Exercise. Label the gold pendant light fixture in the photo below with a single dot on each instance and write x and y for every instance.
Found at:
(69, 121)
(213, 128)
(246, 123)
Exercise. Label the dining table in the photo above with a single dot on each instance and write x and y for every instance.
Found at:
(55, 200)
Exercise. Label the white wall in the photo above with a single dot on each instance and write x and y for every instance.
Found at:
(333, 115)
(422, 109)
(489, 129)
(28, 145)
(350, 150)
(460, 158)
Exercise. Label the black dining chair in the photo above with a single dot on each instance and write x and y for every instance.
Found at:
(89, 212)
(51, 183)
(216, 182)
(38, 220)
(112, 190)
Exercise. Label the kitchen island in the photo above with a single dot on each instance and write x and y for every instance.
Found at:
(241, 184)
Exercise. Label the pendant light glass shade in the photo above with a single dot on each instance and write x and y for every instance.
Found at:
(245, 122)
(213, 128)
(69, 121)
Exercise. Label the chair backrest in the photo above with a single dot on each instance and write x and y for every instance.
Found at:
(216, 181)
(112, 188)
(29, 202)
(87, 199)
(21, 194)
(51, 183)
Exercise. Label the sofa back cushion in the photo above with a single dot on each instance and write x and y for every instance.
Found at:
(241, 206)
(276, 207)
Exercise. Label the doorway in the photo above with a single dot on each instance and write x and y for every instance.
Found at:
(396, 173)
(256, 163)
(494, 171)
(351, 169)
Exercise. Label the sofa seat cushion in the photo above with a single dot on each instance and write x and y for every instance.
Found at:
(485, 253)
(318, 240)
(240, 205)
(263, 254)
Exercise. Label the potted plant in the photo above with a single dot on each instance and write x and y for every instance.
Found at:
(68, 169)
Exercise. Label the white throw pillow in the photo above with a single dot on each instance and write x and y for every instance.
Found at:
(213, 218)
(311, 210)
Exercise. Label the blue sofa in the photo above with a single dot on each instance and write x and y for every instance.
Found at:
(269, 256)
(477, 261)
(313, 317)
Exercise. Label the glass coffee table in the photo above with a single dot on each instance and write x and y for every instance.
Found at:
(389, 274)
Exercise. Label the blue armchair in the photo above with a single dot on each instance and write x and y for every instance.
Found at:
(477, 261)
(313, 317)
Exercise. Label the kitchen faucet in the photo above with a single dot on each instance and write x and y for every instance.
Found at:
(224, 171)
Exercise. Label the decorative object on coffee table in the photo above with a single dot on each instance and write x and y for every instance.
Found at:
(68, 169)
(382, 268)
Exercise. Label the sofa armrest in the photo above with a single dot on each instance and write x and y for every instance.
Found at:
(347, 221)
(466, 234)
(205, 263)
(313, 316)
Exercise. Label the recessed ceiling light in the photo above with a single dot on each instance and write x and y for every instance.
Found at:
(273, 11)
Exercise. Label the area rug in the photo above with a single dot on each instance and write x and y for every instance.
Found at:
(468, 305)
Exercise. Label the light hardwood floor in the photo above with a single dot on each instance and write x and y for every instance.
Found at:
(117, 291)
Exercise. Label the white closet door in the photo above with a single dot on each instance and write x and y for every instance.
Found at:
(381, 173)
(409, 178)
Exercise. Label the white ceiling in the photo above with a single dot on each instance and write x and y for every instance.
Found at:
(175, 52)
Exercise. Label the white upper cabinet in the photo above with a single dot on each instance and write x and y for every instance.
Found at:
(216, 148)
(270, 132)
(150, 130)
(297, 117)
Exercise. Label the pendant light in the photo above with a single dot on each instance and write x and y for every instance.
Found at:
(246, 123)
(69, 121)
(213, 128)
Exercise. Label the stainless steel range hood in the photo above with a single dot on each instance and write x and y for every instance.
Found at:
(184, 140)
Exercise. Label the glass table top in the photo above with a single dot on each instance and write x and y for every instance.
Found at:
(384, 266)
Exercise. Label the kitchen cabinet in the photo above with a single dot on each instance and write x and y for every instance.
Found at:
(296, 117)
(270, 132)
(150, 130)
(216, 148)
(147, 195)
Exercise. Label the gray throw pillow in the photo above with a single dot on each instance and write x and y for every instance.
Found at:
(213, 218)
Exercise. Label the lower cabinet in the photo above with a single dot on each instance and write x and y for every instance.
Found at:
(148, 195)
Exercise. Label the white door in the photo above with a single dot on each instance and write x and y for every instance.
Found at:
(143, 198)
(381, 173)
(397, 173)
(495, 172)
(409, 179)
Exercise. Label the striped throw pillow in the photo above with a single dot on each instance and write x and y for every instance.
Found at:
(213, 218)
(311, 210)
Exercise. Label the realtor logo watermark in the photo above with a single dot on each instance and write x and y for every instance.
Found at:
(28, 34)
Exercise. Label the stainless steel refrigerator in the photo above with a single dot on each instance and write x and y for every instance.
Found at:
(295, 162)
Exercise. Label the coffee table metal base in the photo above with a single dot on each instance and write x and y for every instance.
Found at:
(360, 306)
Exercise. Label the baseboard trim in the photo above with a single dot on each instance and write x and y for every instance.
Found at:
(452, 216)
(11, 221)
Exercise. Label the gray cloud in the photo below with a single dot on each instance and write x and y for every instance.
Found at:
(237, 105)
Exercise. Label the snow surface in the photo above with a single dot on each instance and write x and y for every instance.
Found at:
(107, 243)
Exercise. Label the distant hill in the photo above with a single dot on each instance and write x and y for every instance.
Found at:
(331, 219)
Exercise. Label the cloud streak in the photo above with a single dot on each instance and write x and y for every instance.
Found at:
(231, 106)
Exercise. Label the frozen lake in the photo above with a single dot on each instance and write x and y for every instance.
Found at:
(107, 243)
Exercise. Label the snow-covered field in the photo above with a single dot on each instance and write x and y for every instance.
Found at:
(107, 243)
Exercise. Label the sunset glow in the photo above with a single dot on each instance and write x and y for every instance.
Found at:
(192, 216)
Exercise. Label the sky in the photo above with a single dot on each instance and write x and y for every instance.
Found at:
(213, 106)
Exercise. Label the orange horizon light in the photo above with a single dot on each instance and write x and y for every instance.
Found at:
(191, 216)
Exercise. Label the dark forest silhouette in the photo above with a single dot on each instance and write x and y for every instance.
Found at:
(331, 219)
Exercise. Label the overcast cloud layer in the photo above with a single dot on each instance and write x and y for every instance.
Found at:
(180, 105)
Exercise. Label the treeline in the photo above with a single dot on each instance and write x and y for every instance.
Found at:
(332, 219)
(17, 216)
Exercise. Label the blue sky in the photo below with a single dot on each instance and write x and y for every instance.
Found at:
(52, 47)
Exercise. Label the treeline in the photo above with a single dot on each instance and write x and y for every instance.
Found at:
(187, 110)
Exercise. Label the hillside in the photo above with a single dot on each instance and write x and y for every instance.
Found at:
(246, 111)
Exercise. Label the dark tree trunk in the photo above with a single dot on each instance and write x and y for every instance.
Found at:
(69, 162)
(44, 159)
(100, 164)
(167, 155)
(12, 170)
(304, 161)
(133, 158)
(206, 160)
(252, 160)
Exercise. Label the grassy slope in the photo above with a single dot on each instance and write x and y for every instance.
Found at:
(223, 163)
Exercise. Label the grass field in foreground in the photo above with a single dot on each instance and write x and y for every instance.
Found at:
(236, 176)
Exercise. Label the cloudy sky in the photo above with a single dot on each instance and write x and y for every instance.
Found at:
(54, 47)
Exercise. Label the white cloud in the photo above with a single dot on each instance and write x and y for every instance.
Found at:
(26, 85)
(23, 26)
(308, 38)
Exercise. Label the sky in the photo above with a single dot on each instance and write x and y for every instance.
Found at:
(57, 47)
...
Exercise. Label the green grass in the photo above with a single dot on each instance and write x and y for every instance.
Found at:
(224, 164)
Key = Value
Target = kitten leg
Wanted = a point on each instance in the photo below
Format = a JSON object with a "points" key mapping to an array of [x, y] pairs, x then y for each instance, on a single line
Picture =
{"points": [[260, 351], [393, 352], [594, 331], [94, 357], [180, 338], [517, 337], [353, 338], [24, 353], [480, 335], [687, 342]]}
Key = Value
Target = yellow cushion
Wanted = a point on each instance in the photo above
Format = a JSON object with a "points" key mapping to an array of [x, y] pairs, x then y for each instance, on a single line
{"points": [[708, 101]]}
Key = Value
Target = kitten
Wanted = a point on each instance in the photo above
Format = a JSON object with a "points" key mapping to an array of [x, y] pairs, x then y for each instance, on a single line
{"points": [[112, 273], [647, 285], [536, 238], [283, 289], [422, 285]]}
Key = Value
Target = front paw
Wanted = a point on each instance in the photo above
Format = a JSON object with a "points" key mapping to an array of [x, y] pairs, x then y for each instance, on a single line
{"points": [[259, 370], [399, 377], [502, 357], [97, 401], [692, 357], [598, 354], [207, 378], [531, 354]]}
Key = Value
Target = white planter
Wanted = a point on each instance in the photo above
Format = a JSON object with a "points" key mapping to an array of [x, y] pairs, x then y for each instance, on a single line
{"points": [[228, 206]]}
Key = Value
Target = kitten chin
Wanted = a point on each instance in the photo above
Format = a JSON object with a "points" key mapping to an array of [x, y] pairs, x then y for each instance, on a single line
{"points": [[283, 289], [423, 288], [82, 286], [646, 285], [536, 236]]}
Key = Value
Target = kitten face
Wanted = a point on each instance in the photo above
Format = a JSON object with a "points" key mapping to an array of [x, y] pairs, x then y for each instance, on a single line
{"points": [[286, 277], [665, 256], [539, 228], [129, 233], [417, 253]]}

**Task details:**
Collect the complete line wherever the string "cushion" appears in the records.

**Task output:**
Exercise. Label the sofa back cushion in the photo above with a single dot on each instance and write x and y for every instance.
Exercise. Label the sofa seat cushion in the photo above with a single dot on each instance and write x and y for every instance.
Target = yellow cushion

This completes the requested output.